Exercise prompt:
Copy each of the entries below word for word, from first to last.

Materials provided:

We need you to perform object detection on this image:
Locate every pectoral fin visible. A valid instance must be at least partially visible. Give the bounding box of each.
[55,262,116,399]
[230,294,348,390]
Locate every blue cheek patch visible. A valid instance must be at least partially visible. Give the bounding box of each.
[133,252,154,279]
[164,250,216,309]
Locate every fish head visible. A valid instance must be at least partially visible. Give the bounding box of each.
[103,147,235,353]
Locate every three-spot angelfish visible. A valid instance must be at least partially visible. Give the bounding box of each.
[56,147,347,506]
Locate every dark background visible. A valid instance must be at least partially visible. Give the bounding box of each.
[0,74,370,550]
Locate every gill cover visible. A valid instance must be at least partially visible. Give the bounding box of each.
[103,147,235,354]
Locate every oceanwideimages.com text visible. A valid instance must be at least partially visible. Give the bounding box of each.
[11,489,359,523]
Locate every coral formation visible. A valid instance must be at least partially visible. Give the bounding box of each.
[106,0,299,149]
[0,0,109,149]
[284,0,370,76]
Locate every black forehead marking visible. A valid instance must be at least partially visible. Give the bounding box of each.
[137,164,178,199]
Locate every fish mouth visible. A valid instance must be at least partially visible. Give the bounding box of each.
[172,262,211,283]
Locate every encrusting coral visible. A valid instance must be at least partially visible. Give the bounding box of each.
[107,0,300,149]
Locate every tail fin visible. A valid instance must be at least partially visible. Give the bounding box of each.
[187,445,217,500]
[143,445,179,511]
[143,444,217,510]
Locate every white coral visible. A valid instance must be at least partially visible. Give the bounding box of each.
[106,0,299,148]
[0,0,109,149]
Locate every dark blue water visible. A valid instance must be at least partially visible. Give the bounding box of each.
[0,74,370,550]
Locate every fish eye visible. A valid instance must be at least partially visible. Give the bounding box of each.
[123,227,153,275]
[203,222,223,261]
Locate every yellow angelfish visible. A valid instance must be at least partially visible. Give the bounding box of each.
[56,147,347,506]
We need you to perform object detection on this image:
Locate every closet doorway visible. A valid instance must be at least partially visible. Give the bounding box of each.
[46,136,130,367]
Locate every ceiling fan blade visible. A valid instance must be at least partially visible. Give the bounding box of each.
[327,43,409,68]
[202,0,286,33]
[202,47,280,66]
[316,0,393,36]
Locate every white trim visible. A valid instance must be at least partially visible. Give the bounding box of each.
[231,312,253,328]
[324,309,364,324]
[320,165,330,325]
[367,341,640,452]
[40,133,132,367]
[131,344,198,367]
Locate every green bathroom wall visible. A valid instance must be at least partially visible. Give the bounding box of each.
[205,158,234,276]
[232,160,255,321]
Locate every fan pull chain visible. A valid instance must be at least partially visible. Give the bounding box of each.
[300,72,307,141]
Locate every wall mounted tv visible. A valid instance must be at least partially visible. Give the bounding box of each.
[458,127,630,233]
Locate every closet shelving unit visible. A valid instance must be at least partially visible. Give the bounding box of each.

Answer to this exercise:
We need you to perform object detection on this image:
Locate every pectoral fin visible. A valid instance must be at least partially visible. Give the bounding box of each.
[55,262,116,399]
[230,294,348,390]
Locate every blue cheek patch visible. A valid instance must be at least partially visible. Give the bounding box of each.
[133,252,154,279]
[164,250,216,309]
Locate every fish head visible. A valid instance must be at least partially visible. Give the bounding box of each.
[103,147,235,353]
Locate every three-spot angelfish visible. A valid instance must be at least partially visible. Give the bounding box of each.
[56,147,347,506]
Locate every dark background visible. A valid instance must be at least partially visible. Give the bounding box of each.
[0,74,370,550]
Locate every gill cover visible. A valid instance must be at least partially visible. Give the bounding box of each.
[103,147,235,354]
Locate every oceanwideimages.com text visible. A valid instance must be at least partially visible. Give the bounding box of each.
[11,489,359,523]
Locate every coral formation visible. A valid instance must be at least partially visible. Give the bounding box of each.
[106,0,299,149]
[0,0,109,149]
[284,0,370,76]
Locate every black forehead marking visible. A valid instance must be at least partially visible. Give the bounding box of each.
[137,164,178,199]
Locate every fish mouth visible. A valid instance must be at least partially visible. Give the bounding box of each.
[172,262,211,283]
Locate every encrusting coral visible. A valid instance must be at least partially visible. Give the bounding box of each.
[107,0,300,149]
Locate every tail fin visible. A valid instance must be at least partially visible. Give the bounding box of each.
[187,445,217,500]
[143,445,179,511]
[143,444,217,510]
Locate every white coral visible. A valid instance must be at least partially visible. Give the bounding box of each.
[106,0,299,148]
[0,0,109,149]
Locate every dark blue water visible. A valid instance must be at least partially visible. Give the bounding box of each.
[0,74,370,550]
Locate every fish eye visible. A valid instance must be at least partially visible. Give the bounding box of each.
[123,227,153,275]
[203,222,223,261]
Locate every yellow angelfish visible. A valid instance must be at least partially visible. Give the bounding box of each.
[56,147,347,506]
We need you to perform object detection on this image:
Locate every closet doorway visible. A valid instance must be at least partially visible. Give the bounding box of each.
[46,136,130,367]
Locate every ceiling fan blade visible. A valid instance must be at least partially visible. Give the bounding box of each.
[327,43,409,68]
[202,0,286,33]
[202,47,280,66]
[316,0,393,36]
Locate every white trim visible. A valid instance must be at least partially visible. Give the bounding box of each.
[231,312,253,328]
[324,309,364,324]
[320,165,330,325]
[367,341,640,452]
[40,133,132,367]
[131,344,198,367]
Locate every green bathroom wall visible. A valid instance must be at least partially visible. Give the bounding box of each.
[205,158,234,276]
[232,160,255,321]
Locate every fan pull chain visible. A valid instance must be at least partially visible. Give the bounding box of each.
[300,72,307,141]
Locate every wall mounted tv visible. A valid instance must be at least partially visible. Give the bounding box of each.
[458,127,630,233]
Locate every closet shelving unit visible. A valid instance must be at least partially visible. Give the bounding box of each.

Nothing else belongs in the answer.